> [Dataset excerpts on object pointing]:
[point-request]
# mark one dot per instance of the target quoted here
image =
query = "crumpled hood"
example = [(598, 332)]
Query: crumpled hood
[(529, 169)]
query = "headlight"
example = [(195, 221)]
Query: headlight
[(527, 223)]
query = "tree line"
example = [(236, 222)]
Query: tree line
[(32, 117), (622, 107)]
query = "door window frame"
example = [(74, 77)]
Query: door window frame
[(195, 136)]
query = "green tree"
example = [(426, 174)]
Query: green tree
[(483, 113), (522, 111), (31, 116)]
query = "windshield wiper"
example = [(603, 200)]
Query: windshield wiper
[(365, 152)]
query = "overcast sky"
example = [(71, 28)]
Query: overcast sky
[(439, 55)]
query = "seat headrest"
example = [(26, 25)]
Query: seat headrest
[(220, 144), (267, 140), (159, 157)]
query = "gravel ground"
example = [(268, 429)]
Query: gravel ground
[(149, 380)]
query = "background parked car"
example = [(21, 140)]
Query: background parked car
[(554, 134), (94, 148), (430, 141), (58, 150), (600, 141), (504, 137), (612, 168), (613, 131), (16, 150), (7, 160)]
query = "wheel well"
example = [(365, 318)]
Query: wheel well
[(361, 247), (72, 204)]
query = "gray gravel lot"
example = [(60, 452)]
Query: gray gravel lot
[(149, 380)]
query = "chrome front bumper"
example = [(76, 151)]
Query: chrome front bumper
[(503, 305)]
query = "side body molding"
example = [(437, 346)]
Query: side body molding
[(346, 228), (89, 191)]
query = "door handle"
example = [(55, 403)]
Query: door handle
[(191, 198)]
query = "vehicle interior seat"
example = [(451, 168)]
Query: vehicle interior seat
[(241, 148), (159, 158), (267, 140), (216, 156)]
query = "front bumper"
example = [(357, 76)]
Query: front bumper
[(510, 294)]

> [Written instruction]:
Copy out all of the lines above exactly.

> [Result below]:
[point-request]
# mark one dot per instance of the target quoted here
image =
query = "crumpled hood"
example = [(598, 332)]
Query: crumpled hood
[(529, 169)]
query = "headlight"
example = [(195, 221)]
Query: headlight
[(527, 223)]
query = "tree line"
example = [(236, 222)]
Query: tree line
[(32, 117), (622, 107)]
query = "door window frame"
example = [(74, 77)]
Query: door window frame
[(195, 136)]
query = "green tree"
example = [(426, 174)]
Query: green tree
[(483, 113), (522, 111), (31, 116)]
query = "windshield wiper"
example = [(603, 200)]
Query: windshield wiper
[(365, 152)]
query = "overcast sky"
example = [(71, 28)]
Query: overcast sky
[(439, 55)]
query = "seat headrest"
example = [(26, 25)]
Query: seat headrest
[(220, 144), (267, 140), (159, 157)]
query = "gravel ground"
example = [(268, 429)]
Query: gravel ground
[(149, 380)]
query = "background parked car"
example = [(21, 140)]
Query: background parked car
[(554, 134), (94, 148), (430, 141), (58, 150), (600, 141), (504, 137), (612, 168), (613, 131), (16, 150), (7, 160)]
query = "wheel well"
example = [(365, 318)]
Query: wheel well
[(361, 247), (72, 204)]
query = "gray gravel lot"
example = [(60, 452)]
Query: gray gravel lot
[(149, 380)]
query = "chrome front bumper"
example = [(76, 151)]
Query: chrome front bumper
[(503, 305)]
query = "side body molding"
example = [(437, 346)]
Query: side body molding
[(346, 228), (89, 191)]
query = "door handle"
example = [(55, 403)]
Query: door handle
[(191, 198)]
query = "vehicle interior seat"
example = [(451, 168)]
Query: vehicle interior seat
[(241, 148), (159, 158), (267, 140), (216, 156)]
query = "front bumper"
example = [(357, 76)]
Query: front bumper
[(510, 294)]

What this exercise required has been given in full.